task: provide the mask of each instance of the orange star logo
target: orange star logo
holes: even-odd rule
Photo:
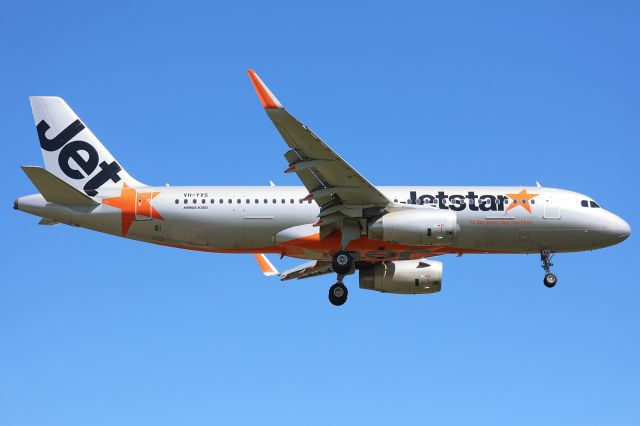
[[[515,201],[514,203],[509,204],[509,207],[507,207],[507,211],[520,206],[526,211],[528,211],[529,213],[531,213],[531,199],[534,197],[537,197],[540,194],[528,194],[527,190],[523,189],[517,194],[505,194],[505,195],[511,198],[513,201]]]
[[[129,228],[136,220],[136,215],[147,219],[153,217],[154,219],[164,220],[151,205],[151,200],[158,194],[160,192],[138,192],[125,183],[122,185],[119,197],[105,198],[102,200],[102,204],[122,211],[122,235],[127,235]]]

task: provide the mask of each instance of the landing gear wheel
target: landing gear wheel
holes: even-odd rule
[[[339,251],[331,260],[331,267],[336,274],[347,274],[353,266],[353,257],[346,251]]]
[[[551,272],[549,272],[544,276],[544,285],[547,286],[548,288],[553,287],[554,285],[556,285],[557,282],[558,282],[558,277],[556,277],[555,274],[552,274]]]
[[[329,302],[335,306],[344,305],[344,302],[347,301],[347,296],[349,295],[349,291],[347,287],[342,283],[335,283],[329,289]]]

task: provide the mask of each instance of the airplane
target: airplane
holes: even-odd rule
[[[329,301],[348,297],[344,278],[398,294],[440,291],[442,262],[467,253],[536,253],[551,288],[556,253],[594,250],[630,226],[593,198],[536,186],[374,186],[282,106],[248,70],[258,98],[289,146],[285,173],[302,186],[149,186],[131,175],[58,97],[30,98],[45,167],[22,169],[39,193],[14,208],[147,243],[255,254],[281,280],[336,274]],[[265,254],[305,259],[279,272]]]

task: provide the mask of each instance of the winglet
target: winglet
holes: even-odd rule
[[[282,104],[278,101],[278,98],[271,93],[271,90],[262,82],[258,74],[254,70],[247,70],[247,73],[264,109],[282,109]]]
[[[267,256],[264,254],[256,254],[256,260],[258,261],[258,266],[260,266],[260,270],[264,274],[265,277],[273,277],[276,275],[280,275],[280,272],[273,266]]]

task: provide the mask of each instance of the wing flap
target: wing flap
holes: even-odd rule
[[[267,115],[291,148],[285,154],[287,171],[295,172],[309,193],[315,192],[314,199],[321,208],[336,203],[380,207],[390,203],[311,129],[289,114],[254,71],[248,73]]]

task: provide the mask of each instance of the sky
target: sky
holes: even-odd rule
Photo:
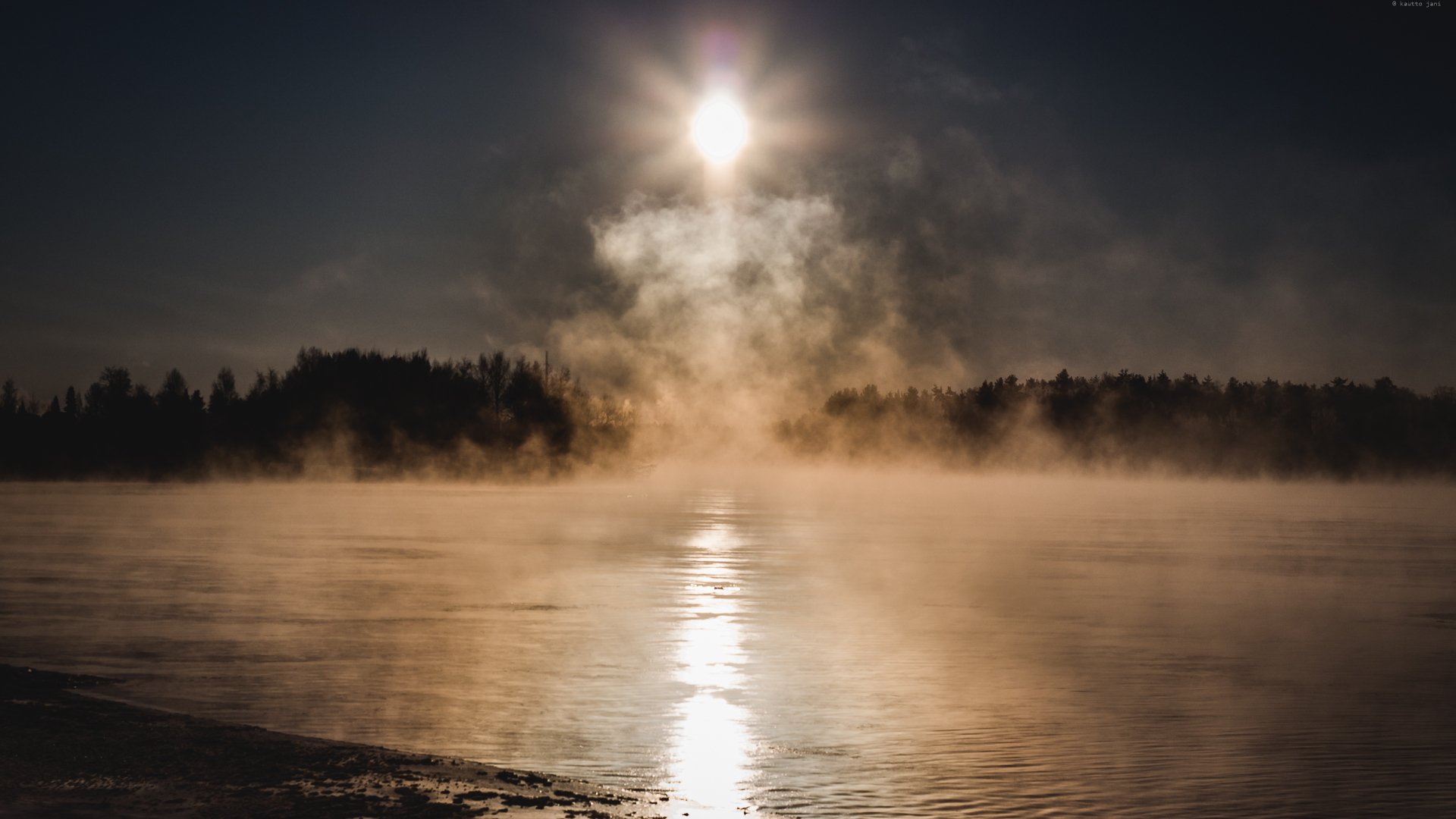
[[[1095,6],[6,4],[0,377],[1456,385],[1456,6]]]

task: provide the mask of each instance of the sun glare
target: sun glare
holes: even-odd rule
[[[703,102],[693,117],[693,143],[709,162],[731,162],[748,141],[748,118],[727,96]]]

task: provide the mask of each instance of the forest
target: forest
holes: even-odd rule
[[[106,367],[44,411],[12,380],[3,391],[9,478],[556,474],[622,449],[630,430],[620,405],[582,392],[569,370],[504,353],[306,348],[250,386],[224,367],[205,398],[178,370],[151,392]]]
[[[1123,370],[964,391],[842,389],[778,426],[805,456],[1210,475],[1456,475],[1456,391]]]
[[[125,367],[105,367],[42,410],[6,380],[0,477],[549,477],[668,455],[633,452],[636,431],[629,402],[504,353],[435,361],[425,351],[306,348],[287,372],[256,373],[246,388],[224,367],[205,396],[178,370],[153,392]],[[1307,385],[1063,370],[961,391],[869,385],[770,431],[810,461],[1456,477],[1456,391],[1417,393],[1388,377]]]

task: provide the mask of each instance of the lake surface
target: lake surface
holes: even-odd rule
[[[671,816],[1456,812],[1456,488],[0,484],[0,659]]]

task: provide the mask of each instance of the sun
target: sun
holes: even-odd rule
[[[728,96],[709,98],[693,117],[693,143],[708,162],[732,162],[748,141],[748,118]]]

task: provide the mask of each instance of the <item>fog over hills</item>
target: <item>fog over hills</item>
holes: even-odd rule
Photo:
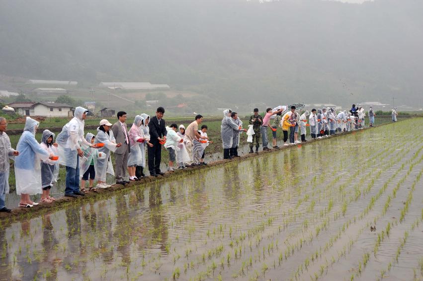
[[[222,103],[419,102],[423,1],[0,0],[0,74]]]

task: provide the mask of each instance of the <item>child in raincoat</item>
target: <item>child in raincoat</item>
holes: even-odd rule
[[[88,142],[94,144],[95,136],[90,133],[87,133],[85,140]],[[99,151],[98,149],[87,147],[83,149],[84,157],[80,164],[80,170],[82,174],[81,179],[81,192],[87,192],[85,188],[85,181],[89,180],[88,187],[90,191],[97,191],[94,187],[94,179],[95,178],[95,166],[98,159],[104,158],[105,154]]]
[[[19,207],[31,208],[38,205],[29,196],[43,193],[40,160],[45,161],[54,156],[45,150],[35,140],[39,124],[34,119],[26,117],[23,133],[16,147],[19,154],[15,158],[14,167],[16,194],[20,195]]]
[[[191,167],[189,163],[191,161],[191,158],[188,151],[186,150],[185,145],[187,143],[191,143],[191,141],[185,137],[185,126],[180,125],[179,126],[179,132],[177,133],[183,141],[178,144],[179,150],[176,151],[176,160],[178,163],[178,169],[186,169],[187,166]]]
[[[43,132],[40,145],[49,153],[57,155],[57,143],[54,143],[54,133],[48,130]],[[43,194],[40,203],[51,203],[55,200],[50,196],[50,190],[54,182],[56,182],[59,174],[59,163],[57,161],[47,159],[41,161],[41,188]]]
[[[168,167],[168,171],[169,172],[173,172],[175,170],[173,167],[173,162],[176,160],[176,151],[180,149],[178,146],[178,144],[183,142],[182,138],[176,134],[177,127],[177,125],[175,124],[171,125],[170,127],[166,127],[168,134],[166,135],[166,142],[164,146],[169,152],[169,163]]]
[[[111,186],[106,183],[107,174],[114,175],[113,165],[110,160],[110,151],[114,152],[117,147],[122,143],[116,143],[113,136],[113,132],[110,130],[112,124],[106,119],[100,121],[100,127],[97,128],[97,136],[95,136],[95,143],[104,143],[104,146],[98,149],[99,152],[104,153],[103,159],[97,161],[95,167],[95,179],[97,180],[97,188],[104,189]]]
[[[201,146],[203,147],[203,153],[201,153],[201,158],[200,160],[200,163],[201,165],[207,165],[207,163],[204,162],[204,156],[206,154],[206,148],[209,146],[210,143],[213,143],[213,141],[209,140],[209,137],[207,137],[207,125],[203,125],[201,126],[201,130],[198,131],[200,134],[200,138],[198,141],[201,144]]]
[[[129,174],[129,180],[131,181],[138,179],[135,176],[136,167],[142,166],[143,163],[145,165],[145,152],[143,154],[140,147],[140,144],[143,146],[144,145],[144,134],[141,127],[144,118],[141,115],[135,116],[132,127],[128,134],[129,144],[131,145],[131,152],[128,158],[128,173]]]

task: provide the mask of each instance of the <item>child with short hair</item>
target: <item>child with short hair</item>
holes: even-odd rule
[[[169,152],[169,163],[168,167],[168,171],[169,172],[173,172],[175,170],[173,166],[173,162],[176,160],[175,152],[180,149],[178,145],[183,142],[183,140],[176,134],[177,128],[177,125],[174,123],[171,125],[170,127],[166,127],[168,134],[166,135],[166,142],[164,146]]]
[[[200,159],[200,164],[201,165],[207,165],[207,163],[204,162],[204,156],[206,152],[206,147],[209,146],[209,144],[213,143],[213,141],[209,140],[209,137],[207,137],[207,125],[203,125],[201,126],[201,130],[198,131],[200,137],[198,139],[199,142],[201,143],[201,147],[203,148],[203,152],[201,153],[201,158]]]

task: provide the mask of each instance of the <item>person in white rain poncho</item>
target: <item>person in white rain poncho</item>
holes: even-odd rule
══════════════════════════════
Problem to solve.
Turn the lines above, from the line with "task: provide the mask of each instance of the <item>fog" to the line with "[[[222,103],[419,102],[423,1],[0,0],[0,74]]]", into a numbered list. Skip any blank lines and leave the picture out.

Exercise result.
1. task: provide the mask of each instance of the <item>fog over hills</item>
2. target: <item>fog over hills</item>
3. holes: even-odd rule
4. Photo:
5. [[[222,103],[419,102],[423,1],[0,0],[0,74]]]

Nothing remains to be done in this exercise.